* Do this *
Copy the part of the article on Texas law school accreditation word for word, from "ABA law school" up to and including "the court itself.".

* Extract provided *
ABA law school accreditation should end, Texas justices say

The Texas Supreme Court on Friday tentatively approved minimizing or possibly eliminating the role of the council of the ABA Section of Legal Education and Admissions to the Bar in accrediting the state’s law schools, moving those powers to the court itself.
“The court is of the tentative opinion that the ABA should no longer have the final say on whether a law school’s graduates are eligible to sit for the Texas bar exam and become licensed to practice law in Texas,” the order states.
Comments on the court’s proposal will be accepted through Dec. 1, and the rule change is expected to become effective Jan. 1, 2026, it states.
Most states require applicants to the state bar to be graduates of an ABA-accredited law school. Texas’ current rules require graduation from an ABA-approved law school to sit for the bar, with some exceptions, according to court documents.
The ABA council, a separate and independent entity from the bar association, is recognized by the Department of Education as the sole accrediting body for U.S. law schools. It has served as Texas’ sole accreditor since 1983. There are 10 ABA approved law schools in Texas.
Republican-led Florida, Tennessee and Ohio currently also are examining ABA accreditation. These moves follow the Trump administration’s action taking aim at higher education accreditors—specifically referencing the council—mandating the dismantling of diversity, equity and inclusion efforts or risk federal funding cuts. The council suspended Standard 206, focused on DEI, until Aug. 31, 2026.
Some law school administrators have questioned how the degrees could remain portable if individual states install their own accreditors and different standards are held in various jurisdictions.
But the Texas Supreme Court “intends to preserve the portability of Texas law-school degrees into other states and to preserve the portability of out-of-state law-school degrees into Texas,” the order says.
The order states that the court “does not intend to impose additional accreditation, compliance or administrative burdens on currently approved law schools, which need not take any additional action in order to remain approved law schools in Texas.”
Law schools that are now approved by the ABA expect the court’s oversight to “provide stability, certainty and flexibility” that require schools meet “a set of simple, objective and ideologically neutral criteria (such as bar exam passage rate) using metrics no more onerous than those currently required by the ABA.”

* Source excerpt *
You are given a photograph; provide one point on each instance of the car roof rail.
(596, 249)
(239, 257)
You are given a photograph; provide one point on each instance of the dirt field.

* Written answer *
ABA law school accreditation should end, Texas justices say

The Texas Supreme Court on Friday tentatively approved minimizing or possibly eliminating the role of the council of the ABA Section of Legal Education and Admissions to the Bar in accrediting the state’s law schools, moving those powers to the court itself.